» SHORT PROBLEM
Give the data a second time, exactly and in full.
═════ INFORMATION SUPPLIED ═════
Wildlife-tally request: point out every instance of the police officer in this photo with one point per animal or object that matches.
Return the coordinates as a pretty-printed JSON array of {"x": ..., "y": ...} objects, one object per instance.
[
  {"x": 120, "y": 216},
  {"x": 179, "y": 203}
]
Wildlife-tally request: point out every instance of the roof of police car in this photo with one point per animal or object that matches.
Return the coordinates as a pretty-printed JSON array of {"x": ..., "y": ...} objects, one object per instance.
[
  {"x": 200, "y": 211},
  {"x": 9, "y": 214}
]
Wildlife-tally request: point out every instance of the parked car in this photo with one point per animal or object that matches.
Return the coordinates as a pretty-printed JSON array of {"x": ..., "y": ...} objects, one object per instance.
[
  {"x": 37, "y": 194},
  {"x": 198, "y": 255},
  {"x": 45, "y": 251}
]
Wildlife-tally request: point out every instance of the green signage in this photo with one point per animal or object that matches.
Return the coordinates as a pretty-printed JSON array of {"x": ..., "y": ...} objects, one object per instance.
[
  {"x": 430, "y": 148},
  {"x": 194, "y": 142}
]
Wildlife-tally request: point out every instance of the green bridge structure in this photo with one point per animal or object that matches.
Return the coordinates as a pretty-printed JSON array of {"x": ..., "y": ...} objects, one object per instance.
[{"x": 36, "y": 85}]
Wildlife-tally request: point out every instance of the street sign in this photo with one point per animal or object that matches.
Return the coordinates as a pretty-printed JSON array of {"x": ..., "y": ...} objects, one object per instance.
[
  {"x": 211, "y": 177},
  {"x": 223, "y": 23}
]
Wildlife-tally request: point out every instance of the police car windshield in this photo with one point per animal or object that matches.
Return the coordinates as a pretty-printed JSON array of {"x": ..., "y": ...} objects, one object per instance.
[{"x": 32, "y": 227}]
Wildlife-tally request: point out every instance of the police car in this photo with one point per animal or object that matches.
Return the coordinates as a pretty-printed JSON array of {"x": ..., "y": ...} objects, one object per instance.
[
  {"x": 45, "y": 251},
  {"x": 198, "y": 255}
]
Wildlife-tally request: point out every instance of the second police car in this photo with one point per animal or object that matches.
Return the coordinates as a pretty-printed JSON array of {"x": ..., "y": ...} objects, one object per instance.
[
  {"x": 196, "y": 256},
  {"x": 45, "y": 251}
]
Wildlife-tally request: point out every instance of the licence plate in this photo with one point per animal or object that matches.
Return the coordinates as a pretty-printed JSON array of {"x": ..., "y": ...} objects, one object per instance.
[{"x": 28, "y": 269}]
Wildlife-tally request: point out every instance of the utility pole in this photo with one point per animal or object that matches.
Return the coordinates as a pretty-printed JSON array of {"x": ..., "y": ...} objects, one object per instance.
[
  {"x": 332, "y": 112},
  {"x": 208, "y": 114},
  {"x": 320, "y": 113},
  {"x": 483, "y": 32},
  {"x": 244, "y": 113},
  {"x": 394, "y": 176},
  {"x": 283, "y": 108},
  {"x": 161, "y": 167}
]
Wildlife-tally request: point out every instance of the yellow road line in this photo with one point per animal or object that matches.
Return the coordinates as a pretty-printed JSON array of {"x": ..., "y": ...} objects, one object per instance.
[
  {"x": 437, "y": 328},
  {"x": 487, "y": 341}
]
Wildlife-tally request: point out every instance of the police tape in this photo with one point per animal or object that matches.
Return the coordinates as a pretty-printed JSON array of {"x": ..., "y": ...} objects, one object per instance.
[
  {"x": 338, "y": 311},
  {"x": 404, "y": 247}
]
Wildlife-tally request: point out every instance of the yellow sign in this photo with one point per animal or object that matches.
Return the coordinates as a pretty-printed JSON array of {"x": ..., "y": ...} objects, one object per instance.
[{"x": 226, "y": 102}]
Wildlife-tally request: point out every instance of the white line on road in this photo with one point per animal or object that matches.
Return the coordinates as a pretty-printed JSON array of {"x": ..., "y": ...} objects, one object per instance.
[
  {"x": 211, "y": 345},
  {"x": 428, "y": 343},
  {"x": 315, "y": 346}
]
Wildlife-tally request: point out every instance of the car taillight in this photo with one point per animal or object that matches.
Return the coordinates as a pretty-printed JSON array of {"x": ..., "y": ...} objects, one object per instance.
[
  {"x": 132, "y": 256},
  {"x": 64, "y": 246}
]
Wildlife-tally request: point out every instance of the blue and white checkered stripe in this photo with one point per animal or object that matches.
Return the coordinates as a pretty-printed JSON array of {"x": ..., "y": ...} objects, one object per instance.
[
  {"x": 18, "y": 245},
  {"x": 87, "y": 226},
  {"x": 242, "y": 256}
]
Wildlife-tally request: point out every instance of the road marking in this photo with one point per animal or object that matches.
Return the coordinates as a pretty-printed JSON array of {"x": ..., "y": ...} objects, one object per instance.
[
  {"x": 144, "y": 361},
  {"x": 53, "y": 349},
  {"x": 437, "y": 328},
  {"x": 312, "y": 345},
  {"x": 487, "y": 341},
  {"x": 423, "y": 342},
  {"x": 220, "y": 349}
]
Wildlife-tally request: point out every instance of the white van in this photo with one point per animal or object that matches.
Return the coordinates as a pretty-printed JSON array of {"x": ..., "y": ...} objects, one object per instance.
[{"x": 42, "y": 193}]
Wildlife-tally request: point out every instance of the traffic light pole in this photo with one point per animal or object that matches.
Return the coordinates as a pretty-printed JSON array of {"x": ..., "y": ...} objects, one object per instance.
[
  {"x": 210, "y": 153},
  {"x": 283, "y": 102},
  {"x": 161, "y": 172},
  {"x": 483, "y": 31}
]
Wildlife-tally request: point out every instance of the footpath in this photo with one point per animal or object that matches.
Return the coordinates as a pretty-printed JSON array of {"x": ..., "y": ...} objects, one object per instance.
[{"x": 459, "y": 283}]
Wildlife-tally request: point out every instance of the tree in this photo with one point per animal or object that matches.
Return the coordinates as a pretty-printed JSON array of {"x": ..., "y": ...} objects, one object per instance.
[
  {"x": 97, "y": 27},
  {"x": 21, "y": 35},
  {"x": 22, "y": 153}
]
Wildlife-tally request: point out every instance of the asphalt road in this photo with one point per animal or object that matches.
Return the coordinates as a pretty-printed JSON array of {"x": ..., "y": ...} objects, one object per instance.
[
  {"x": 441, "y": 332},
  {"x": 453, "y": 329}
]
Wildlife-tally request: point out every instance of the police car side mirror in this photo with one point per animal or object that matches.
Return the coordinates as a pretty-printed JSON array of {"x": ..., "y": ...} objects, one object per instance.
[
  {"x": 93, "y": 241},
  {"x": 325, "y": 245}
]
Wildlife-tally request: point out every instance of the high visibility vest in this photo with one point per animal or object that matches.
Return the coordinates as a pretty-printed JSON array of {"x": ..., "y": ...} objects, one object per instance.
═════
» EXERCISE RESPONSE
Wildlife-tally request: point out every instance of the police officer in this photo with one point per animal or object that matches.
Return the coordinates as a pretty-printed JSON array of {"x": ..., "y": ...} objects, one object per instance.
[
  {"x": 120, "y": 216},
  {"x": 179, "y": 203}
]
Wildlife-tally request: point out every instance of the roof of police car in this photo with one point per animal or object that matches.
Return the coordinates as a pretty-printed JSON array of {"x": ..., "y": ...} objects, one object per instance.
[
  {"x": 200, "y": 211},
  {"x": 9, "y": 214}
]
Wildlife-tally request: point out every instance of the parked car in this photo with one point per animal or object that matches.
Return the coordinates as a pretty-printed JSON array of {"x": ..., "y": ...} objects, one object per instance.
[
  {"x": 37, "y": 194},
  {"x": 198, "y": 255},
  {"x": 45, "y": 251}
]
Wildlife-tally request: point out every instance of the green signage in this photo with one point per animal or object that matches.
Return the coordinates as a pretty-printed JSON array of {"x": ..., "y": ...} objects, one object per instance.
[
  {"x": 430, "y": 148},
  {"x": 194, "y": 142}
]
Wildlife-tally request: point out every instance of the green bridge structure in this photo with one point per animal or object that matches.
Return the coordinates as a pretty-printed JSON array of {"x": ..., "y": ...} objects, one object per instance.
[{"x": 36, "y": 85}]
Wildlife-tally request: point out every instance of the street sign in this photo with one point per animal or object that matches.
Return the coordinates as a pretty-printed JSON array of {"x": ..., "y": ...} objects, one object per instance.
[
  {"x": 211, "y": 177},
  {"x": 223, "y": 23}
]
Wildlife-tally request: point out every instance of the police car windshield in this photo with one point per animal or object that matches.
Return the coordinates as a pretty-printed JSON array of {"x": ..., "y": ...} objects, one object per instance.
[{"x": 32, "y": 227}]
Wildlife-tally request: point out every instance of the police car in this photo with one point per animal or object that matches.
Return the coordinates as a pretty-printed JSON array of {"x": ..., "y": ...} objects, one object per instance.
[
  {"x": 45, "y": 251},
  {"x": 198, "y": 255}
]
Wildlife-tally request: point out every instance of the second police car in this photo with one point per animal or object that matches.
Return the coordinates as a pretty-printed JSON array of {"x": ..., "y": ...} objects, one object per instance.
[
  {"x": 196, "y": 256},
  {"x": 45, "y": 251}
]
Wildlife-tally request: point out every instance of the licence plate in this photo with one point per animal or object that matches.
Return the coordinates as a pretty-printed JSON array of {"x": ..., "y": ...} objects, one object per instance.
[{"x": 28, "y": 269}]
Wildlife-tally request: point out every instance of the utility pole in this photo with one point per animal or object that matches.
Return the coordinates as a pretty-printed JSON array of {"x": ..., "y": ...} objects, one object per instance.
[
  {"x": 332, "y": 112},
  {"x": 208, "y": 114},
  {"x": 320, "y": 113},
  {"x": 483, "y": 32},
  {"x": 244, "y": 113},
  {"x": 394, "y": 176},
  {"x": 283, "y": 108},
  {"x": 161, "y": 167}
]
Wildlife-tally request: point out every instance of the yellow road line in this photo with one point per animal or object that matches.
Return the coordinates as a pretty-printed JSON array of {"x": ..., "y": ...} objects, one object per instance.
[
  {"x": 437, "y": 328},
  {"x": 487, "y": 341}
]
Wildlife-tally request: point out every instance of the police tape in this photo with one point per animal or object that matches.
Return the coordinates as a pretty-printed JSON array of {"x": ..., "y": ...} objects, one object per instance.
[
  {"x": 338, "y": 311},
  {"x": 404, "y": 247}
]
Wildlife-tally request: point out every instance of the yellow sign in this photo with one point per animal or object that matches.
Return the coordinates as a pretty-printed JSON array of {"x": ..., "y": ...} objects, one object per instance.
[{"x": 226, "y": 102}]
Wildlife-tally request: point out every instance of the white line on road in this photo with one point per animal or object that matches.
Return the coordinates as a pretty-printed JSON array of {"x": ..., "y": ...} objects, one object per instance.
[
  {"x": 211, "y": 345},
  {"x": 428, "y": 343},
  {"x": 315, "y": 346}
]
Wildlife-tally request: point out every instance of the car taillight in this photo with one point per animal or object that matches.
Return the coordinates as a pretty-printed JSON array of {"x": ..., "y": ...} objects, one object per instance.
[
  {"x": 132, "y": 256},
  {"x": 64, "y": 246}
]
Wildlife-tally request: point out every instance of the blue and white checkered stripe in this photo with one point per animal or object that matches.
Return the coordinates as a pretty-printed JSON array of {"x": ..., "y": ...} objects, one object per instance.
[
  {"x": 18, "y": 245},
  {"x": 87, "y": 226},
  {"x": 242, "y": 256}
]
Wildlife-tally request: point out every instance of the road marking in this photo with one point per animal or object that matches.
Return the coordinates as a pretty-printed JSON array of {"x": ..., "y": ...} objects, one object per instance.
[
  {"x": 144, "y": 361},
  {"x": 53, "y": 349},
  {"x": 437, "y": 328},
  {"x": 312, "y": 345},
  {"x": 487, "y": 341},
  {"x": 423, "y": 342},
  {"x": 220, "y": 349}
]
Wildlife-tally request: point out every instance of the white van in this photo with one point per animal or object that matches.
Return the coordinates as a pretty-printed JSON array of {"x": ..., "y": ...} objects, one object per instance.
[{"x": 42, "y": 193}]
Wildlife-tally request: point out every instance of the traffic light pole in this photo with one point per animal or object that matches.
Return the coordinates as a pretty-printed JSON array of {"x": ..., "y": ...} objects, one object per instance.
[
  {"x": 210, "y": 153},
  {"x": 283, "y": 102},
  {"x": 161, "y": 172},
  {"x": 483, "y": 31}
]
Wildlife-tally request: point out every instance of the footpath in this photo with one point per animal or object that matches.
Return the coordinates as a pretty-printed JSON array of {"x": ..., "y": ...} objects, one object per instance.
[{"x": 459, "y": 283}]
Wildlife-tally request: point out every instance of the tree in this photo with one point per animal or object that matches.
Return the coordinates as a pretty-printed JSON array of {"x": ..., "y": ...} objects, one object per instance.
[
  {"x": 97, "y": 27},
  {"x": 21, "y": 35},
  {"x": 22, "y": 153}
]
Wildlife-tally request: point out every instance of the asphalt road in this photo with one point per animal or object that matches.
Return the coordinates as a pretty-printed JSON array of {"x": ..., "y": ...} objects, one object per instance.
[
  {"x": 441, "y": 332},
  {"x": 453, "y": 329}
]
Wildlife-tally request: point out every instance of the police car side mirror in this photo with one point per animal or object that matches.
Return the coordinates as a pretty-printed JSON array of {"x": ..., "y": ...} objects, one object per instance.
[
  {"x": 93, "y": 241},
  {"x": 325, "y": 245}
]
Wildlife-tally request: point out every instance of the high visibility vest in this photo with one point per animal or object that matches.
Return the coordinates as a pretty-printed JSON array of {"x": ..., "y": ...} objects, one object per instance.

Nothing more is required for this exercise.